┌─ The records
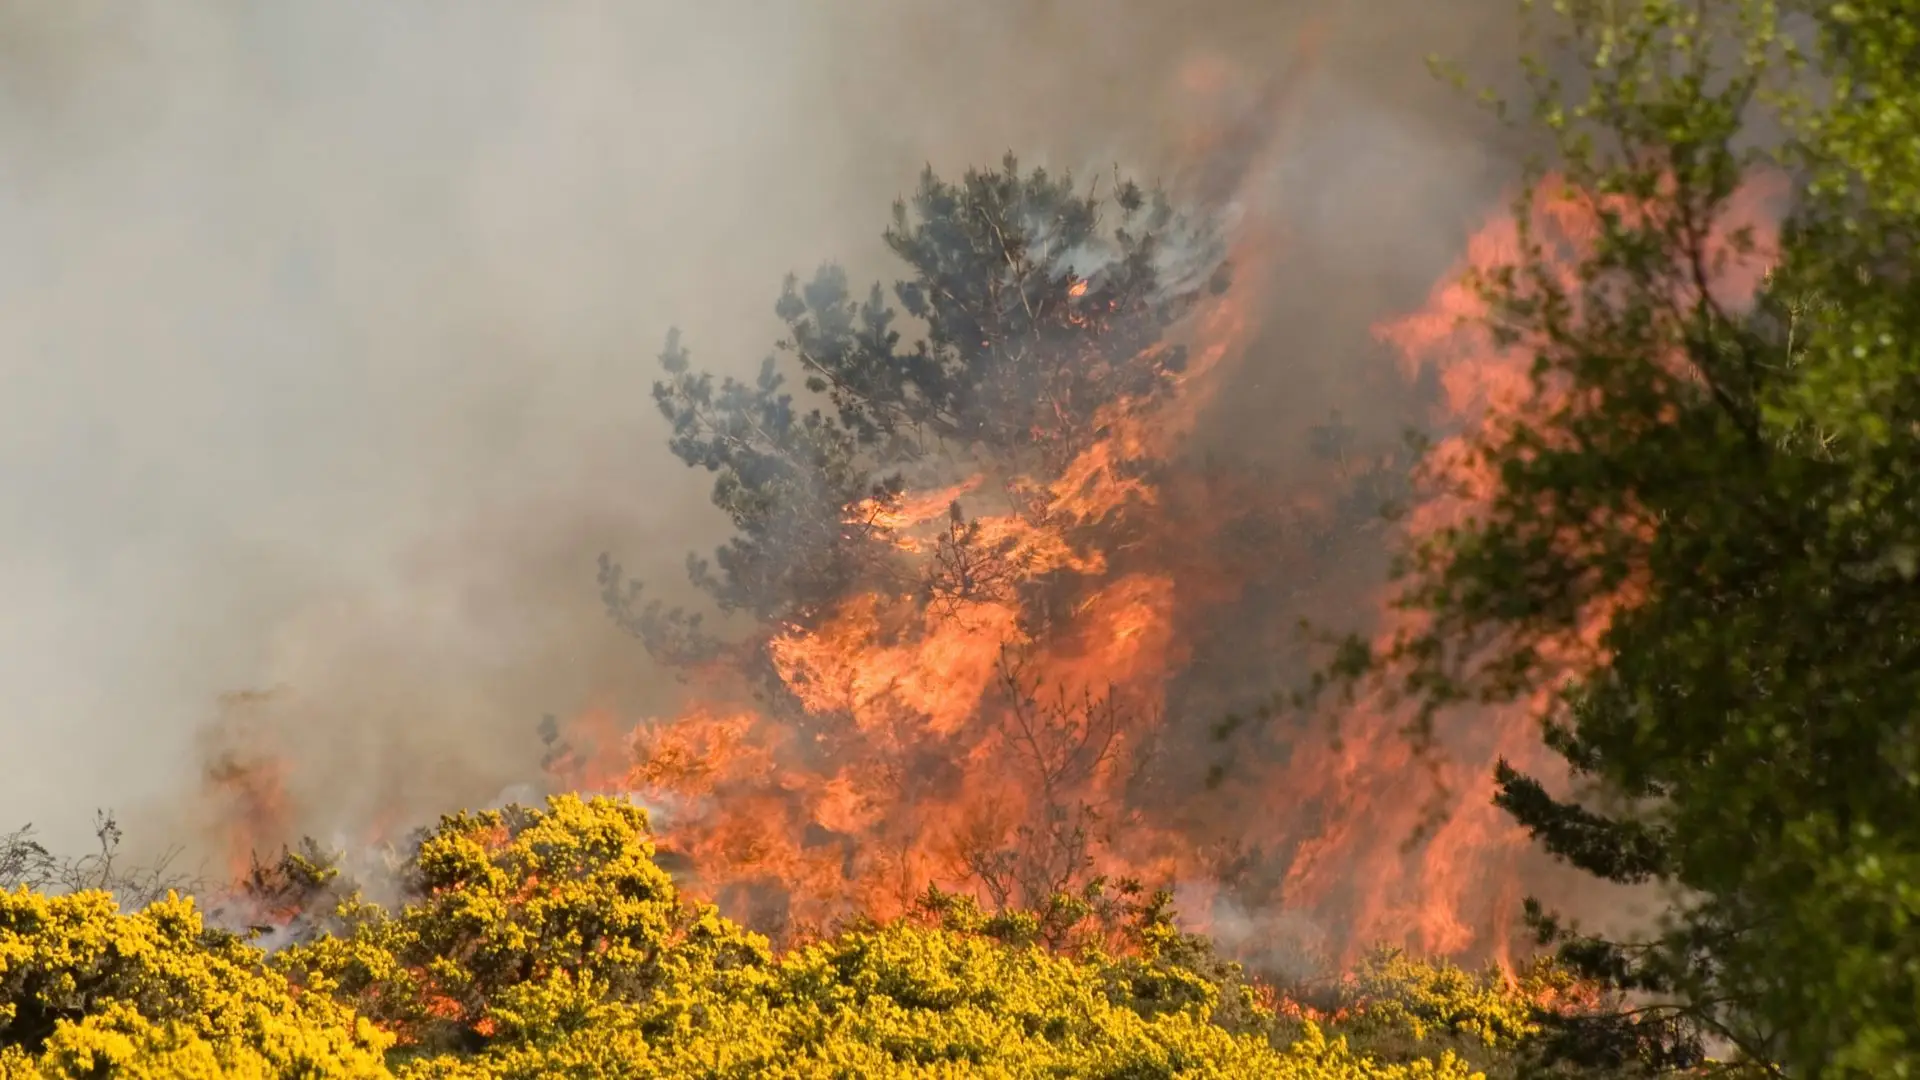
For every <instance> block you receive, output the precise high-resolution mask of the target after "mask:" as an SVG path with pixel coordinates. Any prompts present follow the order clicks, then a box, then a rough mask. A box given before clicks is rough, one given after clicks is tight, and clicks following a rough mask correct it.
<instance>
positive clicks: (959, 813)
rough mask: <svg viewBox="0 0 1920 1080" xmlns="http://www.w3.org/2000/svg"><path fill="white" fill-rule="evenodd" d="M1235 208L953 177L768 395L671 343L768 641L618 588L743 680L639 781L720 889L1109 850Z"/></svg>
└─
┌─ The records
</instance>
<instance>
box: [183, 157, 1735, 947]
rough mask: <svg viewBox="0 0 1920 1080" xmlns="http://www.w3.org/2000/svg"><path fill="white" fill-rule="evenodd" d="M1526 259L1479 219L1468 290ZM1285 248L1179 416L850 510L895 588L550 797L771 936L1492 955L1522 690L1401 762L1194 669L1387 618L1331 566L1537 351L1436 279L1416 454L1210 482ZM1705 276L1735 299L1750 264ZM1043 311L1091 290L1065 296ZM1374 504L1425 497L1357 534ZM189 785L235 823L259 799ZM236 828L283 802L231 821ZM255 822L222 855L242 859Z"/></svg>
└─
■ **Aim of the task**
Extract the lines running from the line that contains "For every <instance>" through the line that contains "208L953 177L768 395L671", including both of those lines, and repeat them verbatim.

■ **Result for this task**
For every <instance> block you receive, output the precise high-resolution mask of the target after "mask:" as an SVG path with pixel coordinates. Any prompts present follow the order clicks, then a box, then a rough mask. A box given before clicks is rough, one given after clicks is tight, and clicks following a rough mask correct it.
<instance>
positive clicks: (959, 813)
rough mask: <svg viewBox="0 0 1920 1080" xmlns="http://www.w3.org/2000/svg"><path fill="white" fill-rule="evenodd" d="M1235 208L953 177L768 395L671 343L768 641L618 588L743 680L639 781L720 889L1109 850Z"/></svg>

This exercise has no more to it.